> [WHAT IS EXPECTED] Please output every line of the items below as a JSON list of strings, one string per line, leaving out blank lines.

> [MATERIAL SUPPLIED]
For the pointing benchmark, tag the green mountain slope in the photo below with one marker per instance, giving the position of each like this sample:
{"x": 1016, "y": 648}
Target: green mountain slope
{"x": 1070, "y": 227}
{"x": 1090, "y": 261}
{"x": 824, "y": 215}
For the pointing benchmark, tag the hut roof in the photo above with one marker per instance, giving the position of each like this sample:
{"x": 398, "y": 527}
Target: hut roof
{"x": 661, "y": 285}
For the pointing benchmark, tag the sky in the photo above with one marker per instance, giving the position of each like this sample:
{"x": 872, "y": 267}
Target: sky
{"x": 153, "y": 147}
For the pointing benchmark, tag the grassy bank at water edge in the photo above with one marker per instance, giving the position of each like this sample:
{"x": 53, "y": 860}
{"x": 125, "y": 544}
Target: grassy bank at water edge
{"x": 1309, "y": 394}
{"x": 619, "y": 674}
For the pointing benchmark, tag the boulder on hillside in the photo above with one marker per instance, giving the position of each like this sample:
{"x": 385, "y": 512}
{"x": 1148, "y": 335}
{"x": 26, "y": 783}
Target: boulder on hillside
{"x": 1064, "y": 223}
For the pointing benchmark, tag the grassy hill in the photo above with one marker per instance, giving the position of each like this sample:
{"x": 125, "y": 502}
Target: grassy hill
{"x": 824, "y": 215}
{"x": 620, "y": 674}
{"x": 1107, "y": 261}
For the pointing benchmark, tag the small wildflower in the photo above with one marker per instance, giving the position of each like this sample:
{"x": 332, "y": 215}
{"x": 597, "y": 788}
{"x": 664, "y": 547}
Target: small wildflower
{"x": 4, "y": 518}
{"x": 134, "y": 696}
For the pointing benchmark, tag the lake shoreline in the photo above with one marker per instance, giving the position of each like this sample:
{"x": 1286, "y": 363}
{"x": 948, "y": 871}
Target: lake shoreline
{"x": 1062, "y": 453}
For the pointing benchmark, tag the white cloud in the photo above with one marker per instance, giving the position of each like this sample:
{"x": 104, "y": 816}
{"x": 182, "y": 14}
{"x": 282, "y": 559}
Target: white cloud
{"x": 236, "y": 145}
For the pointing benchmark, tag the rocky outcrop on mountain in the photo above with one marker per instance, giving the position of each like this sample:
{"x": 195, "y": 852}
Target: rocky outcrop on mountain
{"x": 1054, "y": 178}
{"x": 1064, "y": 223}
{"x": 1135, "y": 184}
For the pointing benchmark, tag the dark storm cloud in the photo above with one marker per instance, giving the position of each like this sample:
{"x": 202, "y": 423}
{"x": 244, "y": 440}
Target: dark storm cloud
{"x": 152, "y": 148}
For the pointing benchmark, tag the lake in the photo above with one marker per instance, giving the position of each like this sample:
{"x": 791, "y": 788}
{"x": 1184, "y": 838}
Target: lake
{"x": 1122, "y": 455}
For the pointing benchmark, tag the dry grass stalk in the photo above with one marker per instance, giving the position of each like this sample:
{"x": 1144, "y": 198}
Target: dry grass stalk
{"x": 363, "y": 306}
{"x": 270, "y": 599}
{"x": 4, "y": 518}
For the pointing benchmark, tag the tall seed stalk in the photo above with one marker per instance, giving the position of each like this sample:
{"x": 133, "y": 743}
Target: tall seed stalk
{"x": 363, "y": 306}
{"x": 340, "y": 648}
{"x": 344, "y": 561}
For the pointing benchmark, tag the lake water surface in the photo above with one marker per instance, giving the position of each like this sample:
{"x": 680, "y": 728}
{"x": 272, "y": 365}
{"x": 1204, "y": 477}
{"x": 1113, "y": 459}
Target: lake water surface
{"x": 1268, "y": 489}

> [WORKED SOLUTION]
[
  "For the pointing benchmark, tag the green mountain slope in the photo below with one marker per instance, giving the position of each like this sample:",
  "{\"x\": 1016, \"y\": 648}",
  "Target: green mountain slope",
  "{\"x\": 1070, \"y\": 227}",
  "{\"x\": 1090, \"y\": 261}",
  "{\"x\": 824, \"y\": 215}",
  "For the pointing benchmark, tag the hut roof in the photo above with one marker per instance, giving the position of each like this sample:",
  "{\"x\": 398, \"y\": 527}",
  "Target: hut roof",
  "{\"x\": 661, \"y\": 285}",
  "For the pointing benchmark, tag the sky in the photo above with one marker per instance, giving the position of each like this sample:",
  "{\"x\": 872, \"y\": 267}",
  "Target: sky",
  "{\"x\": 153, \"y\": 147}",
  "For the pointing benchmark, tag the grassy bank at water edge in the photo above with one marker per instance, giving the position of each like this sample:",
  "{\"x\": 53, \"y\": 860}",
  "{\"x\": 125, \"y\": 544}",
  "Target: grassy bank at water edge",
  "{\"x\": 1309, \"y\": 394}",
  "{\"x\": 619, \"y\": 674}",
  "For the pointing benchmark, tag the boulder on hillside in the photo above with one marker per instance, giving the position of each like this sample:",
  "{\"x\": 385, \"y\": 512}",
  "{\"x\": 1148, \"y\": 335}",
  "{\"x\": 26, \"y\": 783}",
  "Target: boulder on hillside",
  "{\"x\": 1064, \"y\": 223}",
  "For the pointing benchmark, tag the grassy hill in the photo above with one marker per instance, giving the position of each like this sample:",
  "{\"x\": 125, \"y\": 502}",
  "Target: grassy hill",
  "{\"x\": 824, \"y\": 215}",
  "{\"x\": 620, \"y\": 674}",
  "{\"x\": 1107, \"y\": 261}",
  "For the pointing benchmark, tag the small wildflower in the photo above with one marker per instance, giving the position of each like this sample:",
  "{\"x\": 332, \"y\": 215}",
  "{\"x\": 597, \"y\": 788}",
  "{\"x\": 664, \"y\": 547}",
  "Target: small wildflower",
  "{\"x\": 4, \"y\": 518}",
  "{\"x\": 134, \"y\": 696}",
  "For the pointing benchmark, tag the lake shoreline in the photo above with one marker per instance, giving the position of each like this sample:",
  "{\"x\": 1286, \"y\": 363}",
  "{\"x\": 948, \"y\": 871}",
  "Target: lake shoreline",
  "{\"x\": 1062, \"y\": 453}",
  "For the pointing benchmark, tag the white cloud in the photo above with one marker per instance, giving the position of each like this sample:",
  "{\"x\": 104, \"y\": 816}",
  "{\"x\": 182, \"y\": 14}",
  "{\"x\": 282, \"y\": 559}",
  "Target: white cloud",
  "{\"x\": 236, \"y\": 145}",
  "For the pointing benchmark, tag the rocky outcrop on mountain in the photo above with one marker per instance, giving the position of each like this sample:",
  "{\"x\": 195, \"y\": 852}",
  "Target: rocky outcrop on mountain",
  "{\"x\": 1054, \"y\": 178}",
  "{\"x\": 1064, \"y\": 223}",
  "{\"x\": 1135, \"y\": 184}",
  "For the pointing benchmark, tag the dark storm cloud in the photo above with one marker per instance, giving the position of each like this sample:",
  "{\"x\": 202, \"y\": 423}",
  "{\"x\": 244, \"y\": 440}",
  "Target: dark storm cloud",
  "{\"x\": 152, \"y\": 148}",
  "For the pointing benchmark, tag the lake in the photo above with one marker per instance, giving the position of each like this sample:",
  "{\"x\": 791, \"y\": 788}",
  "{\"x\": 1184, \"y\": 838}",
  "Target: lake",
  "{\"x\": 1122, \"y\": 455}",
  "For the pointing benchmark, tag the dry grass stalk in the photo above with one marker per instance, giving the position of each like this sample:",
  "{\"x\": 1144, \"y\": 198}",
  "Target: dry grass stalk",
  "{\"x\": 363, \"y\": 306}",
  "{\"x\": 270, \"y\": 599}",
  "{\"x\": 4, \"y\": 518}",
  "For the pointing benchmark, tag the tall seed stalk in the photo above with one marker per instance, giving the position of each like this sample:",
  "{\"x\": 133, \"y\": 743}",
  "Target: tall seed stalk",
  "{\"x\": 363, \"y\": 306}",
  "{\"x\": 340, \"y\": 648}",
  "{\"x\": 344, \"y\": 561}",
  "For the pointing benchmark, tag the lake water surface in the photo above with one marker per instance, giving the position of each like this sample:",
  "{\"x\": 680, \"y\": 728}",
  "{\"x\": 272, \"y\": 365}",
  "{\"x\": 1204, \"y\": 477}",
  "{\"x\": 1113, \"y\": 459}",
  "Target: lake water surface",
  "{\"x\": 1268, \"y\": 489}"
]